Annotation data for picture regions:
- - - -
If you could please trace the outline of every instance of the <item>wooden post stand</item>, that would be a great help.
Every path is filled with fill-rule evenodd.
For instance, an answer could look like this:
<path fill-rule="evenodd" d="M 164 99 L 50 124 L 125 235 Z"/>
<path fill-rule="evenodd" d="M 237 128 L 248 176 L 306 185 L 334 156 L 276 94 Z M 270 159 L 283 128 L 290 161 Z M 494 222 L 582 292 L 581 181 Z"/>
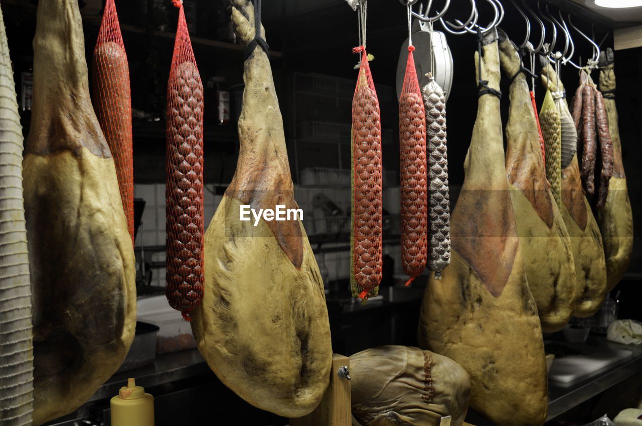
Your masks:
- - - -
*Written instruction*
Convert the lines of the items above into a numbered list, omitting blank lines and leaving out the pictures.

*Solved exercise*
1. If you could please trace the outline of every instance of the <item>wooden post stand</item>, that would be a great help.
2. Every path is filled with fill-rule evenodd.
3. For instance, an answer could look like this:
4. <path fill-rule="evenodd" d="M 164 99 L 50 124 L 125 235 Z"/>
5. <path fill-rule="evenodd" d="M 237 128 L 248 176 L 306 185 L 334 156 L 276 94 Z M 270 159 L 283 128 L 290 161 Z M 494 222 L 582 292 L 581 181 Z"/>
6. Your masks:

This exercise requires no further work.